PASSAGE
┌──
But computer interfaces are evolving for us as well.

I'm not arguing that they are currently better; just that there isn't much
about the form of the book that we are "hard wired" to prefer, but rather some
inadequacies in both human interface as well as some other practical issues of
e-book distribution.

The first paper you link is the only one that I would say really supports your
point, but it only compares one way of reading on a screen (a PDF) against
paper for a short document, and it doesn't probe very deeply into why reading
comprehension was worse on the screen than paper. Is it the spatial location,
is it the fact that you can spread out pages and see more at once on paper, is
it the reduced eye strain from reflective vs. backlit presentation?

These are all things that could be relatively easily compared; provide paper
with a scrolling interface rather than letting you turn the pages by hand,
provide a paginated interface for the screen, use an e-ink display rather than
LCD for the e-book case.

The second is about spatial memory of information on paper, but doesn't
compare with a computer screen, and you can have a memorable spatial
arrangement on a computer as well.

The third one compares paper to screen for proofreadig, but is from the 1983
and using white on black text on an Apple II. I think the differences in
screen technology and UI design, along with the subjects having to learn a
special purpose UI for copyediting on the screen, make that not all that
relevant simply for the comparison of reading a book.

So anyhow, while there is some research on a screen being not as good as
paper, it doesn't look like it goes into very much depth as to the reason for
the difference, and whether it's based on spatial memory, deficiencies in UI
on the computer, eye strain due to backlighting, or some combination.
└──
REQUIREMENT A
Write out the post on screen versus paper reading from "These are all" to "the e-book case.".
REQUIREMENT B
According to the post, on what computer did the third paper compare proofreading on screen with paper?

[Region pointing data]
┌──
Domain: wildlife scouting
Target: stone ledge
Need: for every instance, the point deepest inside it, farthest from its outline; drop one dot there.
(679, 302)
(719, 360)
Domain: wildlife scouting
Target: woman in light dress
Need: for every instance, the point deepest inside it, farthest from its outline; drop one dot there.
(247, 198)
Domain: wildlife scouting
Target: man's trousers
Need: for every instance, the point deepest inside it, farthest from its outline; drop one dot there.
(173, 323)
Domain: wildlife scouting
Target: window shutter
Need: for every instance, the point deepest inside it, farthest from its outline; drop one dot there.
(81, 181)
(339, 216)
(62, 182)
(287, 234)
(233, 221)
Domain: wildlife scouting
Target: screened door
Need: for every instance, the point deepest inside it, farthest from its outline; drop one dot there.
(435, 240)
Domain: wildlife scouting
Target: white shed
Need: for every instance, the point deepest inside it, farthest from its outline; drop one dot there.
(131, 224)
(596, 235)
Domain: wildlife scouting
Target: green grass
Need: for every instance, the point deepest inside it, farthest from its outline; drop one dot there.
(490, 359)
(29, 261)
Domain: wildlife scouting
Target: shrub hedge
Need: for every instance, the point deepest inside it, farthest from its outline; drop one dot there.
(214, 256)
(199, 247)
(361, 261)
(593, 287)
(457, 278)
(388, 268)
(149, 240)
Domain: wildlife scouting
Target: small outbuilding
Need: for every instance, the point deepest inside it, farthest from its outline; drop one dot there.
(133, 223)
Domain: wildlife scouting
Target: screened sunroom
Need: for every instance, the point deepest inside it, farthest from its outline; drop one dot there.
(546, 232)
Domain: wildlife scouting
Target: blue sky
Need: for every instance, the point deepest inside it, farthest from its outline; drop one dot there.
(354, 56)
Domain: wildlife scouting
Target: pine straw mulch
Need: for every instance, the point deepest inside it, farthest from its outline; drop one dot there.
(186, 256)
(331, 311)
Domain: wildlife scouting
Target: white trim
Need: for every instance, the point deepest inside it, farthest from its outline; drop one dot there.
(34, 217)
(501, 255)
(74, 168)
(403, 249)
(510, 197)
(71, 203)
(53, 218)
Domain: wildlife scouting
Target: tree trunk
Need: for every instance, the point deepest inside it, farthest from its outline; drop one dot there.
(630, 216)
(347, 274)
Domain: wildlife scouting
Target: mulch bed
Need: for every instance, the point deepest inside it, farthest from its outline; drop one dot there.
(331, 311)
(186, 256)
└──
FINAL ANSWER A
These are all things that could be relatively easily compared; provide paper
with a scrolling interface rather than letting you turn the pages by hand,
provide a paginated interface for the screen, use an e-ink display rather than
LCD for the e-book case.

FINAL ANSWER B
An Apple II.